По критерию отношения к идее морального закона и подпирающей ее этической метафизике в послекантовской философии можно выделить две основные линии.

Одна линия была связана с отрицанием потусторонней направленности кантовской этики, а вместе с тем и отказом от идеи абсолютности, охватывающей все разумные существа общезначимости морали. Она наиболее цельно воплотилась в марксистской традиции, философии Ницше,[14] в смягченном варианте получила развитие в прагматизме, трансформировалась в конце ХХ века в интеллектуальные опыты, получившие название постмодернизма. Эта авангардистская линия должна была бы, казалось, представлять для нас особый интерес, так как она трактовала философию по преимуществу как философию деятельности. Не в том поверхностном смысле, что философия стала больше, чем прежде, уделять внимание деятельности, опираться на методы социологии, психологии и других наук, изучающих поведение. Речь идет о более кардинальном изменении, в ходе которого мир стал рассматриваться как человеческий мир, из совокупности объектов трансформировался в чувственную деятельность. Соответственно под бытием понимается не то, что есть и только постфактум познается человеком, оно отождествляется с деятельностью. Отсюда – подход к познанию, которое оказывается больше, чем знанием. Оно не просто говорит о том, что происходит в мире, оно есть голос самого мира. Соответственно важнейший вопрос философии уже не может сводиться к вопросу истины, к «что» познания, предшествующим ему по времени и более важным по существу оказывается вопрос цели деятельности, «для чего» деятельности.

——————

● Письменное задание
Согласно тексту страницы, в каком течении линия, связанная с отрицанием потусторонней направленности кантовской этики, получила развитие в смягченном варианте?

——————

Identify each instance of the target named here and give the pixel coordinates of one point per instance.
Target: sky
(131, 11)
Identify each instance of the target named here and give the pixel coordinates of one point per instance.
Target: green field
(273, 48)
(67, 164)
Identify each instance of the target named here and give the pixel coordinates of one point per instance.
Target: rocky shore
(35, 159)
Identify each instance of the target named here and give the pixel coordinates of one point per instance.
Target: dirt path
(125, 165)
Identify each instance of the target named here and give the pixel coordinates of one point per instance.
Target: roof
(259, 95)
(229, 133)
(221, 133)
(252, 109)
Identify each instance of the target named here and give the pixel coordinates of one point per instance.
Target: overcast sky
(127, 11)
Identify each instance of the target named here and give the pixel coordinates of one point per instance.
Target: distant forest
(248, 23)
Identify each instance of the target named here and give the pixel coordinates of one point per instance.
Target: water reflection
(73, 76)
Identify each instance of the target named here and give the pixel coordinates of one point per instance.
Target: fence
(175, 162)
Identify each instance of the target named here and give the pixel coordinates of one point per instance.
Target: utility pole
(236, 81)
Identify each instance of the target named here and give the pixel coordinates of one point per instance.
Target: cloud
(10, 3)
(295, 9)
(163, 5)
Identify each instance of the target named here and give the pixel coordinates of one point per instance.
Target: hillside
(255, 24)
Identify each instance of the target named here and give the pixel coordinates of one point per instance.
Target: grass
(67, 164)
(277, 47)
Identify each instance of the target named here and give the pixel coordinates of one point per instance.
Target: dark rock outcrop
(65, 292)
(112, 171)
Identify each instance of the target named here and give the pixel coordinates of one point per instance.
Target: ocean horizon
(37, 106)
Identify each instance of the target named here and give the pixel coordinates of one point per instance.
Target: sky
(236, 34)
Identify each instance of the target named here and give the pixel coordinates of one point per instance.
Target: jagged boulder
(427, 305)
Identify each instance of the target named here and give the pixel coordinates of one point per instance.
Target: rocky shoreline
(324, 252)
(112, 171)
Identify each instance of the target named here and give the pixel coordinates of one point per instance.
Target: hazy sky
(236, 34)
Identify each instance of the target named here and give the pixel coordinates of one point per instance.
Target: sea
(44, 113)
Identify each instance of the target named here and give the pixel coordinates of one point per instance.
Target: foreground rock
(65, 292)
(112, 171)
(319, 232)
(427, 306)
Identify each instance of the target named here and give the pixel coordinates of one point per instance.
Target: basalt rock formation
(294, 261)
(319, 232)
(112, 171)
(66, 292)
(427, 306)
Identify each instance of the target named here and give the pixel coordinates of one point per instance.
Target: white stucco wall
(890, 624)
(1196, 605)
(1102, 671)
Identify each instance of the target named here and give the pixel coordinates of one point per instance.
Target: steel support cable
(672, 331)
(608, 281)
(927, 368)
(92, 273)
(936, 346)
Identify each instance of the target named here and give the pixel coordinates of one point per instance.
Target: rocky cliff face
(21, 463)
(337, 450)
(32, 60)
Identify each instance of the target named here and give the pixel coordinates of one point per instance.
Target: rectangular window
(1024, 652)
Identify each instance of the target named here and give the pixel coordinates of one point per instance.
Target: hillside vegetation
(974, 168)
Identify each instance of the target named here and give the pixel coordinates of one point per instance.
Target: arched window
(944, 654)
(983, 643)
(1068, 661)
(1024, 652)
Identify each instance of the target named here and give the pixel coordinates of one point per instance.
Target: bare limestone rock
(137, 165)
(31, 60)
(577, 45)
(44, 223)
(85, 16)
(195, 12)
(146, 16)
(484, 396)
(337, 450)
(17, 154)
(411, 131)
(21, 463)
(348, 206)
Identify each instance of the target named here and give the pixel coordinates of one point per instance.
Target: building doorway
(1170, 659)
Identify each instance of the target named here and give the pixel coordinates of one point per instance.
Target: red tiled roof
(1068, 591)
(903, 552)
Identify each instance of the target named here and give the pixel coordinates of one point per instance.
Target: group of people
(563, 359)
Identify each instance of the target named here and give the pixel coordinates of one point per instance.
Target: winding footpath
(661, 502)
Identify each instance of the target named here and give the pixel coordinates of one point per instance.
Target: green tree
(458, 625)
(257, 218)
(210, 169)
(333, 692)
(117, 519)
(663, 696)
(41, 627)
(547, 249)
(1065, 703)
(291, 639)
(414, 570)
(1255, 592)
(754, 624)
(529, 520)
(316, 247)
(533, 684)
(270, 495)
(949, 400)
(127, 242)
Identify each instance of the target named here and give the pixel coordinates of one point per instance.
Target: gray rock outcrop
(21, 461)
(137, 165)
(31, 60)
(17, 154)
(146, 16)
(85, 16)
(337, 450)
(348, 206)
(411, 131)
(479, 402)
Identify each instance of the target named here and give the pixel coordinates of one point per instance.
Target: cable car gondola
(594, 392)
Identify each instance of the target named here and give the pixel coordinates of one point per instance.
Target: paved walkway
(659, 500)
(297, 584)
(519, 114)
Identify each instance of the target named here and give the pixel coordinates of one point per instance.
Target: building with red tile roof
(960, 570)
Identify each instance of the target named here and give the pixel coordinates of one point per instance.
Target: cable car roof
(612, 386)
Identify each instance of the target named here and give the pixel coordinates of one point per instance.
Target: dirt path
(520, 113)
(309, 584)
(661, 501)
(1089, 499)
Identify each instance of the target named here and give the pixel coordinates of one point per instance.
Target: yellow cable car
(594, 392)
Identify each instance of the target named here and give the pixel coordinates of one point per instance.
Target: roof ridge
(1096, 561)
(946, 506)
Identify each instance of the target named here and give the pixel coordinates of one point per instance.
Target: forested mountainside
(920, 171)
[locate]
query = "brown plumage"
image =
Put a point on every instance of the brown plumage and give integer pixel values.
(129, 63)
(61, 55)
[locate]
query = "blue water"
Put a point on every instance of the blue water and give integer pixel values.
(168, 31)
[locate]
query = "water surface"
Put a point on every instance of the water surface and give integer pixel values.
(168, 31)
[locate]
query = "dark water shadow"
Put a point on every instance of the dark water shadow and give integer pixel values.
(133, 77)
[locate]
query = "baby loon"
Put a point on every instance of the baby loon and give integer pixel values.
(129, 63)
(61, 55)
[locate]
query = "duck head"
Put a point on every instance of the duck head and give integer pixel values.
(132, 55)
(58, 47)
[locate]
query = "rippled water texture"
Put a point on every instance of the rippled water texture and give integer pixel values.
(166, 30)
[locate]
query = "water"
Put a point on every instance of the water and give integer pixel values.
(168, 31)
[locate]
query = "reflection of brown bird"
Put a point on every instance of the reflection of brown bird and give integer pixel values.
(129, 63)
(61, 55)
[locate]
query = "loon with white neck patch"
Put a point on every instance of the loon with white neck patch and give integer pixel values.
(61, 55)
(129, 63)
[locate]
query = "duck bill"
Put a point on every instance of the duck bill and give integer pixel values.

——————

● Ответ на задание
В прагматизме.